▸ **Exercise**: Could you retype the entries below exactly, omitting every picture?

▸ **Source records**:

------------

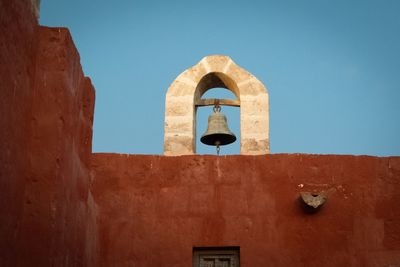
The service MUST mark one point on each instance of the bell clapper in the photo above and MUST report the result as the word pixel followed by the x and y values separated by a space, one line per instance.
pixel 217 144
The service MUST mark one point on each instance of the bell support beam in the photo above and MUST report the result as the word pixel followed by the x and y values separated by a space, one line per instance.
pixel 221 102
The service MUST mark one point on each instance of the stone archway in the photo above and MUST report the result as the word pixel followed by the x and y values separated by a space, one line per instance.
pixel 185 93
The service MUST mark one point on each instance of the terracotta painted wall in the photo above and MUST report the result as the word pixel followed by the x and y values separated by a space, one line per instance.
pixel 17 59
pixel 154 209
pixel 61 205
pixel 47 214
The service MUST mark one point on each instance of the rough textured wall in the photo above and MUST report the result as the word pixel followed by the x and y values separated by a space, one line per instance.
pixel 154 209
pixel 59 211
pixel 47 214
pixel 18 28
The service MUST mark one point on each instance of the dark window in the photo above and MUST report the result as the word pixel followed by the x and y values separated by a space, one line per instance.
pixel 216 257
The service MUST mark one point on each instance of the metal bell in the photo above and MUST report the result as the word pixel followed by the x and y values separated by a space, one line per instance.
pixel 218 133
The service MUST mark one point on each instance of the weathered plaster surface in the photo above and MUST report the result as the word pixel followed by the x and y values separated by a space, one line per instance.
pixel 186 91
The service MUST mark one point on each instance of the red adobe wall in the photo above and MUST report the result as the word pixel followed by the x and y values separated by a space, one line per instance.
pixel 61 205
pixel 17 59
pixel 47 214
pixel 154 209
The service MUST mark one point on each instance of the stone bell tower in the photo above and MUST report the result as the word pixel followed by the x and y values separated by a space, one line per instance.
pixel 184 96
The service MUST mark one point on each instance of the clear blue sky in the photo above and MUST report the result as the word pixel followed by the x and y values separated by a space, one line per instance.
pixel 332 68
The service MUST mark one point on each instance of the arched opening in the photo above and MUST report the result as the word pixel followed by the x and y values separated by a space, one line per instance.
pixel 184 98
pixel 217 86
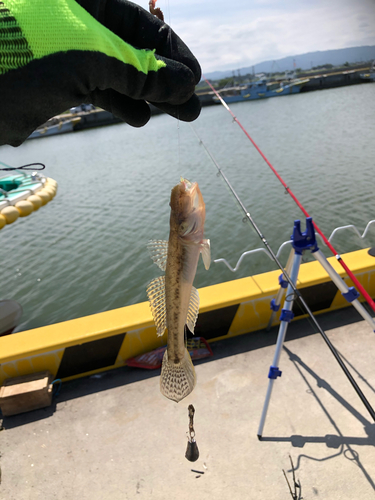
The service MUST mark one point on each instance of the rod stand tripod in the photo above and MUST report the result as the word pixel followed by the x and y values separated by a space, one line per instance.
pixel 301 241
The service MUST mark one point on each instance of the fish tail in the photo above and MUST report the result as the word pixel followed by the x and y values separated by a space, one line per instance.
pixel 177 380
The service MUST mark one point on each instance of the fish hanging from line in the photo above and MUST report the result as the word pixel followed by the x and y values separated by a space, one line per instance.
pixel 173 299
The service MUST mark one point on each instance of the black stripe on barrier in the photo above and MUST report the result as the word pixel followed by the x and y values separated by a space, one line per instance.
pixel 90 356
pixel 318 297
pixel 216 323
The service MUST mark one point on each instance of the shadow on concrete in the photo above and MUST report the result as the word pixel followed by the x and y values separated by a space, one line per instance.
pixel 334 441
pixel 229 347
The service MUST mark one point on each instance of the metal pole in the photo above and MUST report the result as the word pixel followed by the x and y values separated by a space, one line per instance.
pixel 275 303
pixel 286 312
pixel 297 293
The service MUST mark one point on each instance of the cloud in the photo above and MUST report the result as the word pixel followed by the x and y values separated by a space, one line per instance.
pixel 239 33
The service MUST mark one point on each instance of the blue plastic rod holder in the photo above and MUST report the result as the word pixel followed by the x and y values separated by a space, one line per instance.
pixel 275 307
pixel 282 281
pixel 274 372
pixel 286 315
pixel 304 240
pixel 351 294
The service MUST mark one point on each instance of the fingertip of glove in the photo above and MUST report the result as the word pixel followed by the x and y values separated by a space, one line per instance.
pixel 187 112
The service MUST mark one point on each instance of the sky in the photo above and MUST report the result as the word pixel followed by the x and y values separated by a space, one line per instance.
pixel 233 34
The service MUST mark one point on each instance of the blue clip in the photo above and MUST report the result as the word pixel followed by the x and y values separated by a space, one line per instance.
pixel 351 294
pixel 286 315
pixel 274 372
pixel 275 307
pixel 283 282
pixel 306 240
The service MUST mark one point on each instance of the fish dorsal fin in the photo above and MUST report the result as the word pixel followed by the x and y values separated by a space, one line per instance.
pixel 193 310
pixel 206 253
pixel 158 252
pixel 156 296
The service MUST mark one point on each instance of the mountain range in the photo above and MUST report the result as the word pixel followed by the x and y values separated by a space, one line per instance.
pixel 304 61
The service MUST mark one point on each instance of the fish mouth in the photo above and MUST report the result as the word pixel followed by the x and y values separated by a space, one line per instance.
pixel 186 185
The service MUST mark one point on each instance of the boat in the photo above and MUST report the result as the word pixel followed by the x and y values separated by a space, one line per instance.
pixel 370 75
pixel 260 89
pixel 21 194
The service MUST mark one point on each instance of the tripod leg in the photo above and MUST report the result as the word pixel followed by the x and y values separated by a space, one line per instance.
pixel 350 294
pixel 275 303
pixel 285 317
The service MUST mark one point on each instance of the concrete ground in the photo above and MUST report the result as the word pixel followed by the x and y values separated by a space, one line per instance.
pixel 114 436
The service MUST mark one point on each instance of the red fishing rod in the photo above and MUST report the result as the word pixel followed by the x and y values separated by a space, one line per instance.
pixel 300 206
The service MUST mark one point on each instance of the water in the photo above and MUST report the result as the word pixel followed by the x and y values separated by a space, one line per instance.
pixel 85 251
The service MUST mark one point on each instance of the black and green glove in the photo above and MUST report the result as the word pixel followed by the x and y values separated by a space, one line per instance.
pixel 55 54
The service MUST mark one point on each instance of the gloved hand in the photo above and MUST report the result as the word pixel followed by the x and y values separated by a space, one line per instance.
pixel 111 53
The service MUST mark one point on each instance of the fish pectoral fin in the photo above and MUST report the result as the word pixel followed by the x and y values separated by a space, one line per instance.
pixel 156 296
pixel 193 310
pixel 158 250
pixel 177 380
pixel 206 253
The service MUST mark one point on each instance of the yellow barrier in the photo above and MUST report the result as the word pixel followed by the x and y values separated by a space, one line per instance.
pixel 103 341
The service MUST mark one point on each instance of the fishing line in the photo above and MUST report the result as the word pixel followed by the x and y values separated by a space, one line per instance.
pixel 300 206
pixel 23 167
pixel 288 279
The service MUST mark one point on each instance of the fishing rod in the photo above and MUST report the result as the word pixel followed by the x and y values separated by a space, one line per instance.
pixel 290 281
pixel 300 206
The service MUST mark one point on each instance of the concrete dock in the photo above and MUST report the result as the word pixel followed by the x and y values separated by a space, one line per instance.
pixel 114 436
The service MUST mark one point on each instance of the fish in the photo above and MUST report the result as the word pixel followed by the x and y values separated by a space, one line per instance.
pixel 173 299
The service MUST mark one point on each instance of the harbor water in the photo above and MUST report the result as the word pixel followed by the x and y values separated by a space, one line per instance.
pixel 85 252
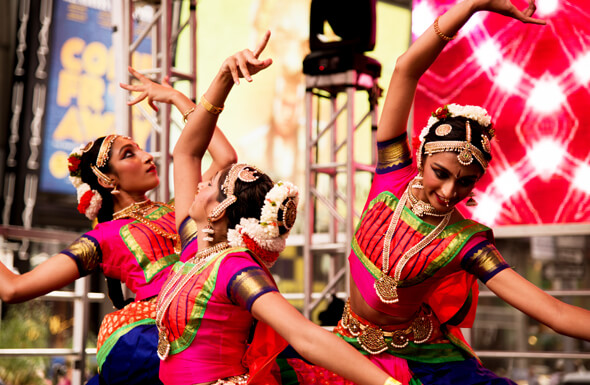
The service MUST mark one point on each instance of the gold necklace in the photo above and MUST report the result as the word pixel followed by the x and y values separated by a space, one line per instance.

------------

▸ **Answer area**:
The service MUST mark one point on each instance of the bell clapper in the photo above and MUST report the result as the word pixel followed by the x and y values separated by a space, one line per instance.
pixel 217 144
The service MUST mark one point on each instance of the bell support beam in the photo above and MUST report the result as the word pixel followed by the x and y values separated by a space, one line per instance.
pixel 221 102
The service MUST mark one point on each instance of the stone archway in the photo above and MUST report the result as the word pixel followed by the x and y values separated by a space, one line per instance.
pixel 185 93
The service MUST mark one point on each instance of the terracotta painted wall in the photo above and MUST report the result as the word pixel followed by the x and y values separated by a space, one line per instance.
pixel 17 59
pixel 154 209
pixel 61 205
pixel 47 214
The service MUST mark one point on each instance of the rough textured wall in the photo above and MUST report the result as the word pixel followed by the x and y values separated by a space, one line per instance.
pixel 154 209
pixel 59 211
pixel 47 214
pixel 18 28
The service MUST mark one point on each instance of the dark window in the photo above and MUST report the result as the word pixel followed by the x and y values separated by a space, one line per instance.
pixel 216 257
The service MUST mark one point on each instance of the metal bell in the photo above and MUST report the result as the word pixel followed by the x and y values separated by a space, one line per instance.
pixel 218 133
The service MUST mark one point on each instance of the weathered plaster surface in the photo above and MUST report the result as the word pixel followed by the x and y values separated by a space, one line per instance.
pixel 186 91
The service MUST mark one point on each instance of the red adobe wall in the photo above and MUST report the result as the word pixel followed by the x and y values separated by a space, one line per instance.
pixel 61 205
pixel 17 59
pixel 47 214
pixel 154 209
The service MUST mark one point on each instance of the stone bell tower in the photo above and MUST report the result as the word pixel followed by the x and y values separated by a space, one line per instance.
pixel 184 96
The service MUST mark one point on each instance of the clear blue sky in the photo above and MUST report the result as the word pixel followed by the x and y values separated by a space, one line per instance.
pixel 332 68
The service MUST mark one point on each instance of the arched opening in the photo above and MUST report the result as the word pixel followed by the x and y values separated by a space, one line per instance.
pixel 184 98
pixel 217 86
The service MUST mark one point on each instance of the rod stand tripod in the photo above and MUST report the result as the word pixel followed by the x and y values separated by a space, one line per instance.
pixel 301 241
The service MUST mark one point on each instance of the fish tail in the photo above and MUST report the result as the word pixel followed by the x and y values separated by a space, one line per instance.
pixel 177 380
The service MUST mark one point on each instance of the fish hanging from line in the photo above and MUST report the result as the word pixel followed by the x and y values separated by a space, one line per instance.
pixel 173 299
The service MUST mark one point on each instance of the black stripe on barrier in the photo above and MUST report the result as the word pixel followed by the x and y values separated by a space, one line per instance.
pixel 90 356
pixel 318 297
pixel 216 323
The service MUST mark one point on each instance of the shadow on concrete in the photo above and MUST report the result as the word pixel followed by the x and y values separated by a space, one line per instance.
pixel 334 441
pixel 229 347
The service MUST mark one point on each instance of the metal pole in the photo above and MUST report the result as the word pixel followed by the x and y values separated by a space, one line per instance.
pixel 275 303
pixel 286 312
pixel 297 293
The service MUST mark one point on each instance of the cloud in the photo above and MUST report the result as the word pixel followed by the x and y values separated by a space, one line per instance.
pixel 239 33
The service MUST mark one point on each instance of the blue plastic rod holder in the photo above and MUST report the result as the word pixel followed by the x and y values separated by a space, one line per instance.
pixel 275 307
pixel 282 281
pixel 274 372
pixel 286 315
pixel 304 240
pixel 351 294
The service MUST mark one point on each instance of the fingertip of glove in the photo above and MUST report the result as the word pixel followed by the x and y values separated by a space, one line per instance.
pixel 187 112
The service MUST mark one point on each instance of the sky in the photo above and MUST report the result as the word pixel followed by the x and y values separated by a space, one line per instance.
pixel 233 34
The service MUST mark one point on each instance of the blue clip in the photo above and MUST report the result as the word pixel followed by the x and y values separated by a space, one line per instance.
pixel 351 294
pixel 286 315
pixel 274 372
pixel 275 307
pixel 283 282
pixel 306 240
The service MUST mark one point on each instance of the fish dorsal fin in the photo above and MUST report the result as the word pixel followed by the x and y values separated by a space, one line per instance.
pixel 193 310
pixel 206 253
pixel 158 252
pixel 156 296
The service MUST mark one point on each instance of the mountain range in the photo above and MUST report the result as the word pixel followed by the x and y values separated by a space, one line per instance.
pixel 304 61
The service MUST mark one point on each instance of the fish mouth in the photo above and MUST report the result as the word pixel followed by the x and y values separated by a space, one line per instance.
pixel 186 185
The service MUST mark one point on each instance of the boat in the photo above and MUST report the result as the word pixel followed by the x and y values separated by a space, one line per instance.
pixel 370 75
pixel 260 89
pixel 21 194
The service MUST mark one point on each instance of the tripod leg in the photo above and MUST report the result as the word pixel followed by the x and y values separated by a space, one line per instance.
pixel 350 294
pixel 275 303
pixel 285 317
The service MUST mark one point on each instance of the concrete ground in the photo above and MUST report the result as the word pixel followed by the x and y values separated by a space, one line per instance.
pixel 114 436
The service MUST mark one point on each instance of the red fishing rod in the photo above and MUST report the result as the word pixel followed by the x and y values separated by a space, one line per instance.
pixel 300 206
The service MUST mark one point on each instance of the water in the photo above and MUST report the result as the word pixel followed by the x and y values separated by a space, one line per instance.
pixel 85 251
The service MUST mark one point on each instance of the black and green glove in the photo above and MUST report the result as the word pixel followed by the x and y values separated by a space, one line per instance.
pixel 55 54
The service MUST mark one point on each instance of the gloved hand in the photo above and MUST report the result as the word pixel followed by the x and y values separated by a space, one line per instance.
pixel 111 53
The service MUST mark one point on each instance of the fish pectoral fin in the photo above and MUST report the result as the word pixel followed by the x and y values separated by a space, one line per instance.
pixel 156 296
pixel 193 310
pixel 158 250
pixel 177 380
pixel 206 253
The service MUST mark one point on each instance of the yellow barrier in the photo above and MUST report the result as the word pixel followed by the x and y values separated by a space, one line per instance.
pixel 103 341
The service MUST mark one point on each instance of the fishing line in the photo above and MUST report the result as the word pixel followed by the x and y values separated by a space, one line per instance.
pixel 300 206
pixel 23 167
pixel 288 279
The service MUST mark one point on each instance of the fishing rod in the photo above and MUST report the result as the word pixel followed by the x and y values separated by a space, one line per instance.
pixel 290 281
pixel 300 206
The service MUST mark one point on each instance of the concrete dock in the photo above and MUST report the result as the word pixel followed by the x and y values separated by a space, one line per instance.
pixel 114 436
The service MUST mark one point on each instance of the fish in the photo above and MUST report the result as the word pixel followed by the x and y values separated by a space, one line per instance.
pixel 173 299
The service MUST mark one point on each instance of the harbor water in the photo above and MUST report the result as the word pixel followed by the x and y values separated by a space, one line per instance.
pixel 85 252
The service MUST mark one point on each instance of the gold necklace in the photo above and MUST report the result as the word pixel followed by the x and y values separated by a space, one line per instance.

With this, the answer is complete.